### Direction
Repeat each of the entries below word for word.

Object detection data:
===

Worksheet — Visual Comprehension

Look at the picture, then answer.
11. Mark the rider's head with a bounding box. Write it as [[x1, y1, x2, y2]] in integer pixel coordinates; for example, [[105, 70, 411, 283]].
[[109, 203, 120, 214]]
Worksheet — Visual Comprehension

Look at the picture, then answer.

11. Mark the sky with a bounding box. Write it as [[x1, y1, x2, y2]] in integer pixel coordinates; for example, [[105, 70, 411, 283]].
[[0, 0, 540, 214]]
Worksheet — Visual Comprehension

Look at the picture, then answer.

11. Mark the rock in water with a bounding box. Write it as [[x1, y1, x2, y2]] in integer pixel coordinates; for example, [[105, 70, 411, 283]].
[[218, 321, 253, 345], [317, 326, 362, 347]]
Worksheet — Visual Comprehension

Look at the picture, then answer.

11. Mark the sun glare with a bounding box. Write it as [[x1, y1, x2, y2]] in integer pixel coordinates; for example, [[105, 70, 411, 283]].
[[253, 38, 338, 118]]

===

### Answer to the exercise
Worksheet — Visual Comprehension

Look at the picture, then answer.
11. Mark the rider's head with a bounding box. Write it as [[x1, y1, x2, y2]] in integer pixel coordinates; for example, [[105, 70, 411, 283]].
[[109, 203, 120, 214]]
Worksheet — Visual Comprehension

Look at the picture, then answer.

11. Mark the sky with a bounding box. Write it as [[x1, y1, x2, y2]] in integer pixel coordinates; for example, [[105, 70, 411, 283]].
[[0, 0, 540, 214]]
Worksheet — Visual Comprehension

Look at the picture, then answer.

11. Mark the rock in water with a bounding box. Write it as [[x1, y1, x2, y2]] in integer pixel coordinates; for example, [[105, 70, 411, 283]].
[[218, 321, 253, 345], [317, 326, 362, 347]]
Worksheet — Visual Comprehension

Look at the picture, then answer.

11. Mark the sun glare with a bounding box. Write it as [[x1, y1, x2, y2]] in integer pixel coordinates; for example, [[105, 70, 411, 283]].
[[253, 38, 338, 118]]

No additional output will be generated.